───── Texto de leitura ─────
Um dos princípios-chave da ecologia são os processos cíclicos. Na natureza há produção de resíduos, entretanto o que é resíduo para um organismo é alimento para o outro. Logo não há “lixão” no mundo natural, muito menos barragem para conter rejeitos. Entre nós, ao contrário, os processos são lineares. Extraímos um bem natural, aproveitamos parte, descartamos em algum lugar o que não nos interessa. Por onde passamos, seja na praia ou em uma festa, deixamos um rastro de lixos que serão recolhidos, varridos e amontoados em algum lugar. Quanto mais consumimos mais acelerado é o processo de retirada de recursos naturais. Nesse sentido temos parte nesse rejeito.
───── Dados fornecidos ─────
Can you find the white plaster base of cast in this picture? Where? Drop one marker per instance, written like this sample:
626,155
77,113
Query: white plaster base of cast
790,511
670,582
─────
───── Dados fornecidos ─────
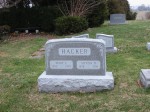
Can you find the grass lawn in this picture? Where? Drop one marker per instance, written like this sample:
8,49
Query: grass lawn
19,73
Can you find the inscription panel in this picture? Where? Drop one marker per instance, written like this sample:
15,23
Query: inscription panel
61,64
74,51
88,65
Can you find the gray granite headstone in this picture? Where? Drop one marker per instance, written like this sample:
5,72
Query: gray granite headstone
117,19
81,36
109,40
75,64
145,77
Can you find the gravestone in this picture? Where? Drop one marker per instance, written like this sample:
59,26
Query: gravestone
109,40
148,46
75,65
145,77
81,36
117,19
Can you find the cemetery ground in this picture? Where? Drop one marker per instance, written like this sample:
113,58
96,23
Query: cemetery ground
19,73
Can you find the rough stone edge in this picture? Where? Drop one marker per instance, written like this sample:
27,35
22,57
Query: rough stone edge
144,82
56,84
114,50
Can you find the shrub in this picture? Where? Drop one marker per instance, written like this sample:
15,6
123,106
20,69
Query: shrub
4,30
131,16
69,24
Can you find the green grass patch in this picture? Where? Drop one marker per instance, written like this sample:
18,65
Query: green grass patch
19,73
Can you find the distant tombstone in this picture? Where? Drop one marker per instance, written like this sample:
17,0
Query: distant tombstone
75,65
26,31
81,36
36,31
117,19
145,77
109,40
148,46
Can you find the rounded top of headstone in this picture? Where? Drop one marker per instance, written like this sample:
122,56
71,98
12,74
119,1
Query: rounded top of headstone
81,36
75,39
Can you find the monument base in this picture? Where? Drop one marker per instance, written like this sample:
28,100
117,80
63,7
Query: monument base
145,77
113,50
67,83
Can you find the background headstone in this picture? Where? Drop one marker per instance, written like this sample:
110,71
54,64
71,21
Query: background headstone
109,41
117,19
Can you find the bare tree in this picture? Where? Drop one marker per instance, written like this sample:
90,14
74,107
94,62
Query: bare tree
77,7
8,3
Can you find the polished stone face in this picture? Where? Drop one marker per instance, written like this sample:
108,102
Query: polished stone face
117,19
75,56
─────
───── Dados fornecidos ─────
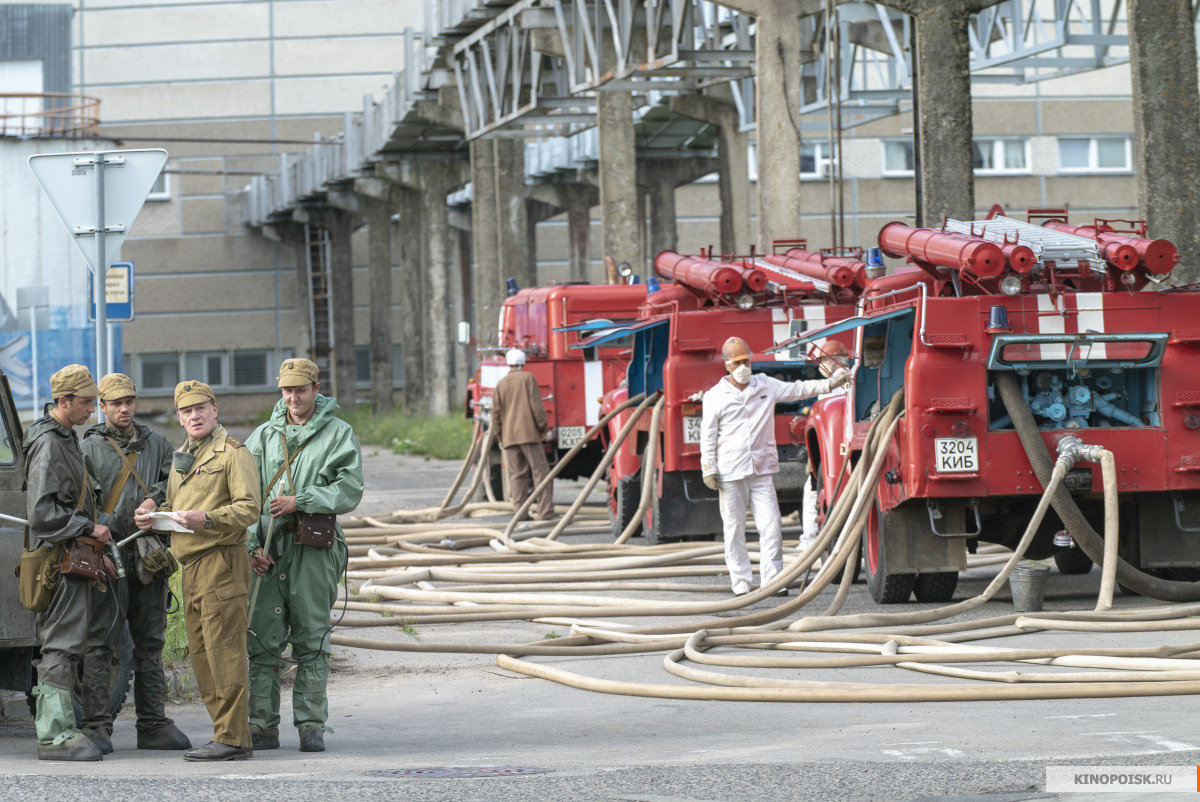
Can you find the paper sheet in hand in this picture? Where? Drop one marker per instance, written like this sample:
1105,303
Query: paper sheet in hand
─────
__Suas tarefas__:
- a) Responda, com base no texto sobre ecologia:
(i) Qual é um dos princípios-chave da ecologia?
(ii) Como são os processos entre nós, ao contrário da natureza?
(iii) O que acontece com o processo de retirada de recursos naturais quanto mais consumimos?
- b) Selecione nas entradas cada linha em que aparece a palavra "polished". Maiúsculas e minúsculas contam.

__Respostas esperadas__:
- a)
(i) Os processos cíclicos.
(ii) Lineares.
(iii) Fica mais acelerado.

- b)
Can you find the polished stone face in this picture? Where? Drop one marker per instance, written like this sample:
Query: polished stone face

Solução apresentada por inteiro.